***** Dataset extract *****
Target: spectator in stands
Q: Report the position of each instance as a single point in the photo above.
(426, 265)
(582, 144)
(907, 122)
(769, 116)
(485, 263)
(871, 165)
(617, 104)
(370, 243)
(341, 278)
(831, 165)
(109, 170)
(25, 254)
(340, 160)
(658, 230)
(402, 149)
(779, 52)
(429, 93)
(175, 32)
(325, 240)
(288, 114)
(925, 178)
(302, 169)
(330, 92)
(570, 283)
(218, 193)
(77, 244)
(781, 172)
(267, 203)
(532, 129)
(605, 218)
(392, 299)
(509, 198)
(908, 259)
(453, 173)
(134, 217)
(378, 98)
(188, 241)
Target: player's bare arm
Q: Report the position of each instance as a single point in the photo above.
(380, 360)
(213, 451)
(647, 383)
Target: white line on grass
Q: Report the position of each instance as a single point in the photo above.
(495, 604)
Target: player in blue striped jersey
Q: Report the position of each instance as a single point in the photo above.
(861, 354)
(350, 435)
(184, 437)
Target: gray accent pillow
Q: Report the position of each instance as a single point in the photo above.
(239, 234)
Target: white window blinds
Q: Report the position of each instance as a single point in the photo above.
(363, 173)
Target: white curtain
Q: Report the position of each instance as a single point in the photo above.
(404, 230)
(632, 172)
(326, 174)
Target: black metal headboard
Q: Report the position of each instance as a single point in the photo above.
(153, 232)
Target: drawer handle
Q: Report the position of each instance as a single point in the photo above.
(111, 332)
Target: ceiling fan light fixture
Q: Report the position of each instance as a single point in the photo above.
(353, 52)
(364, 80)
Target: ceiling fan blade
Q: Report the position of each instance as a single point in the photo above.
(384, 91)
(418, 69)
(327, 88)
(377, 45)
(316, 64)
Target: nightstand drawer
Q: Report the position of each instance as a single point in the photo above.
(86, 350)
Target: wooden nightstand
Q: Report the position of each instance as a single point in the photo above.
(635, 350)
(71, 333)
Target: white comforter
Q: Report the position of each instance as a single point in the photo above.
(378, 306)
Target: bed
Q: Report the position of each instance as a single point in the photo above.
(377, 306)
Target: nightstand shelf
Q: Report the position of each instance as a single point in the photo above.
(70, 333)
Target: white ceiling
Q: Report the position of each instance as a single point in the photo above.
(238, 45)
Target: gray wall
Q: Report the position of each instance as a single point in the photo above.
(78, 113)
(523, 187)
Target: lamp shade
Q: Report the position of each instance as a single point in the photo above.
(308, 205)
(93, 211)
*****
- What needs to be done
Can you swap "Target" for "Label" everywhere in these records and leave every other line unchanged?

- Final result
Label: spectator in stands
Q: Report the position of each instance as a single point in the photo above.
(426, 265)
(582, 144)
(907, 122)
(769, 116)
(485, 263)
(871, 165)
(617, 104)
(370, 243)
(341, 278)
(831, 165)
(109, 170)
(25, 254)
(340, 160)
(658, 230)
(402, 149)
(779, 52)
(429, 93)
(175, 32)
(325, 240)
(288, 114)
(925, 178)
(302, 169)
(330, 92)
(570, 283)
(218, 193)
(77, 244)
(781, 172)
(267, 203)
(532, 129)
(605, 218)
(392, 299)
(509, 198)
(908, 259)
(453, 173)
(134, 217)
(378, 98)
(188, 241)
Label: player's bare arm
Q: Report the position of each instance as a single point in the photo above.
(380, 360)
(213, 451)
(647, 383)
Label: white line on grass
Q: Report the position of each instance as a single point in the photo above.
(495, 604)
Label: player in blue striped jersey
Q: Report the position of each instance as a single point in the photo above.
(861, 354)
(350, 435)
(184, 437)
Label: gray accent pillow
Q: Report the position of each instance as a single point in the photo above.
(239, 234)
Label: white window blinds
Q: Report the position of each instance as a single point in the photo above.
(363, 173)
Label: white curtain
Q: Report the position of each instance as a single point in the photo above.
(404, 230)
(632, 172)
(326, 174)
Label: black metal headboard
Q: Report the position of each instance as a single point in the photo above.
(153, 232)
Label: drawer handle
Q: Report the position of each instance as a single point in the photo above.
(111, 332)
Label: ceiling fan light fixture
Q: Report the position of each instance as a single point in the photo above.
(353, 52)
(364, 80)
Label: ceiling fan blade
Q: Report the position of each instance as a single point in the photo above.
(384, 91)
(418, 69)
(327, 88)
(377, 45)
(316, 64)
Label: nightstand drawer
Q: Report the position of each instance as a single point in the photo above.
(86, 350)
Label: wooden nightstand
Q: Report the position of each instance as a single point in the photo above.
(635, 350)
(71, 333)
Label: white comforter
Q: Report the position of each instance as a single point in the photo above.
(378, 306)
Label: bed
Q: Report the position of each instance as a single point in the photo above.
(377, 306)
Label: nightstand shelf
Q: Report the position of each instance as a single point in the photo above.
(70, 333)
Label: white ceiling
Q: Report the position of each instance as a single point in the photo above.
(238, 45)
Label: gray wall
Q: Report the position of each instance as a single point in the photo above.
(78, 113)
(523, 187)
Label: lamp shade
Q: Report the position of each instance as a single point in the photo above.
(308, 205)
(93, 211)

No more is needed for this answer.